How many lines of the data below contain the string "silhouette", counting case? Give only the number.

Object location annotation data
* Begin *

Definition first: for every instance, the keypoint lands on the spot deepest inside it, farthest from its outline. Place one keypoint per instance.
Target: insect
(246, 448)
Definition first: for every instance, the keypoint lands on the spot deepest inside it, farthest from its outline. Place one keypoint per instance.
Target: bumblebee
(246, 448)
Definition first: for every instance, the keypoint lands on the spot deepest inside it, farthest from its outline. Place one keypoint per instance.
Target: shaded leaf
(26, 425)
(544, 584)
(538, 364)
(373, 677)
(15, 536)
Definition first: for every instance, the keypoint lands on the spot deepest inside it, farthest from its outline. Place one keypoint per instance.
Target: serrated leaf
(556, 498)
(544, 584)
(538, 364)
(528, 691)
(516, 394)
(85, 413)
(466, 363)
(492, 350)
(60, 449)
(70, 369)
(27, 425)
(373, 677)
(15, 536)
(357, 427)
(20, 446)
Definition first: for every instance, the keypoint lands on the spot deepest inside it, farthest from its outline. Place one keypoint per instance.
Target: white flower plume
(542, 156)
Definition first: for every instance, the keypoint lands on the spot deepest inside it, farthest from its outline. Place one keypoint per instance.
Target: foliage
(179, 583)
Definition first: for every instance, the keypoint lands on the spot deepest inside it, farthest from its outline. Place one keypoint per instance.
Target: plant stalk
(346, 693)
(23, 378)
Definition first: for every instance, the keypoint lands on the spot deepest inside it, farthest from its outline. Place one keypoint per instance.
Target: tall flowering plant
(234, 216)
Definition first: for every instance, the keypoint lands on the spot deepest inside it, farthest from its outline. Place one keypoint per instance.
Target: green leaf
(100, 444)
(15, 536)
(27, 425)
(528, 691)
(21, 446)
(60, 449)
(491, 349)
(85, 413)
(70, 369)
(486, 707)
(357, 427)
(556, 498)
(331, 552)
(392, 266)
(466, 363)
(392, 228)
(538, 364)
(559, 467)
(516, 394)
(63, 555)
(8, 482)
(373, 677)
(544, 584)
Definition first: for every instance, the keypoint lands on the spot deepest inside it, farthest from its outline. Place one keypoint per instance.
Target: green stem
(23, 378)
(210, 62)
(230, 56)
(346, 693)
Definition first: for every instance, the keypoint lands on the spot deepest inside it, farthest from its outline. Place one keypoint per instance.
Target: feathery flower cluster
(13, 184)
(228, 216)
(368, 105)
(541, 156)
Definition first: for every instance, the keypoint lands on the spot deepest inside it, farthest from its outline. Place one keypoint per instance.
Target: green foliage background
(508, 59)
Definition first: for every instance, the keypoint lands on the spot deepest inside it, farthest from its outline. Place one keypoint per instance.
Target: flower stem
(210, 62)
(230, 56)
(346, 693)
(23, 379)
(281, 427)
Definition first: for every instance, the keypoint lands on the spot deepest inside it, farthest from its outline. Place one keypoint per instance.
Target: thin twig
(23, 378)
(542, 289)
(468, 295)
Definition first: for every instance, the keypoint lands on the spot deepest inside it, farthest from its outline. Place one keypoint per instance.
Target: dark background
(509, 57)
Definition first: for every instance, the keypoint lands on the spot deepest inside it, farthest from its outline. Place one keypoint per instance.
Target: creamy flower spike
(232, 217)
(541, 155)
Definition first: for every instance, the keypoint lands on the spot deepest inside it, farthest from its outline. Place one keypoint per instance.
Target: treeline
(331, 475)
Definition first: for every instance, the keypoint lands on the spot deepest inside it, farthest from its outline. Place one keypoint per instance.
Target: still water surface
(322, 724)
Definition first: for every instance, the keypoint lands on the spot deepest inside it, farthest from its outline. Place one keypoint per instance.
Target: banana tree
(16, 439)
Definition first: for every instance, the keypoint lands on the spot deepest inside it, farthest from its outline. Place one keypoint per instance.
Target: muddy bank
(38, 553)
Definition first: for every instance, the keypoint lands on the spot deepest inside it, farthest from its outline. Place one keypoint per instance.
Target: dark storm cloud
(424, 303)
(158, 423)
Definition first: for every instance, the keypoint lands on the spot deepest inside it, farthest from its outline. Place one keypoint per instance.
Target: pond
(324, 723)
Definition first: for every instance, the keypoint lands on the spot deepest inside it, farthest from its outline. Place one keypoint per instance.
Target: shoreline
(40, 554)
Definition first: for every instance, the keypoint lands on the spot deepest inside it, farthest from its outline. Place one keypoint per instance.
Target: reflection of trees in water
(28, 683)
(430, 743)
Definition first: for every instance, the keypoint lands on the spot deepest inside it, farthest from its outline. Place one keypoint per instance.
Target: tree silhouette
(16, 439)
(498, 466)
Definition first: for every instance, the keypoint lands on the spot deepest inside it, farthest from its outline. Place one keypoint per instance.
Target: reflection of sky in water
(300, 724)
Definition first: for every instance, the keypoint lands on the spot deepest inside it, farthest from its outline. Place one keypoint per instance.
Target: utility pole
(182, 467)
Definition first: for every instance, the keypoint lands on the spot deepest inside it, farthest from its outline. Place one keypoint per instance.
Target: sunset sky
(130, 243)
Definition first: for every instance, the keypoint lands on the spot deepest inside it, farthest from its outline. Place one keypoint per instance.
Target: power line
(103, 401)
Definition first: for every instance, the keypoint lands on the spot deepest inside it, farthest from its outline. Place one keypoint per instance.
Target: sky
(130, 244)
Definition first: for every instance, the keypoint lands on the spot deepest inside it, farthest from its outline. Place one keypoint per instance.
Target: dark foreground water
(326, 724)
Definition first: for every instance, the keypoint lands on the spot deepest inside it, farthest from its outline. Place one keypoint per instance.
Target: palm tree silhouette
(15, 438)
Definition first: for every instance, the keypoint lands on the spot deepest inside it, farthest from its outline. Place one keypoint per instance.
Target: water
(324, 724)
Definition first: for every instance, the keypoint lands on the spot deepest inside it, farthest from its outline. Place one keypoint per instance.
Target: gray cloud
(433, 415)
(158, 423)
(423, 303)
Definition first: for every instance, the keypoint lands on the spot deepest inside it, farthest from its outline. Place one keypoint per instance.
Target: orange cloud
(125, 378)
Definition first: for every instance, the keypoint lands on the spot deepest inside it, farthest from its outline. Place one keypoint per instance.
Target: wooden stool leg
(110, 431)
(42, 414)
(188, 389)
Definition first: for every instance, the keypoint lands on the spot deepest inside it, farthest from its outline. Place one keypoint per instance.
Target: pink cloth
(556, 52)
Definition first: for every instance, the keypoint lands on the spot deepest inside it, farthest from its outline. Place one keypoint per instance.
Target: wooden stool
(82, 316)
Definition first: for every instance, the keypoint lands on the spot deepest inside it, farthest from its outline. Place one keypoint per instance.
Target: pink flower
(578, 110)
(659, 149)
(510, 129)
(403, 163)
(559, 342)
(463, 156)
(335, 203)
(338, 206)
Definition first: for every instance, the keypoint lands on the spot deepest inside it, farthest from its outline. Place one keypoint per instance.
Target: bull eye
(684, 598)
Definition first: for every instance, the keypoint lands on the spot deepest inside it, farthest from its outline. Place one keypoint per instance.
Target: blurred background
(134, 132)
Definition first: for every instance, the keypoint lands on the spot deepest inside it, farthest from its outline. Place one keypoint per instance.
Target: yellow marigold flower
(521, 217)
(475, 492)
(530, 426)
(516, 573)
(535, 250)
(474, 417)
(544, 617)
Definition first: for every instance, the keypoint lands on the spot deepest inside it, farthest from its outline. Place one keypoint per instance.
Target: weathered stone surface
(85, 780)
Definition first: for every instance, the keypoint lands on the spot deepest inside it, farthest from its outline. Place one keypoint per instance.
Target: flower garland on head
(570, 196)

* End *

Answer in full:
2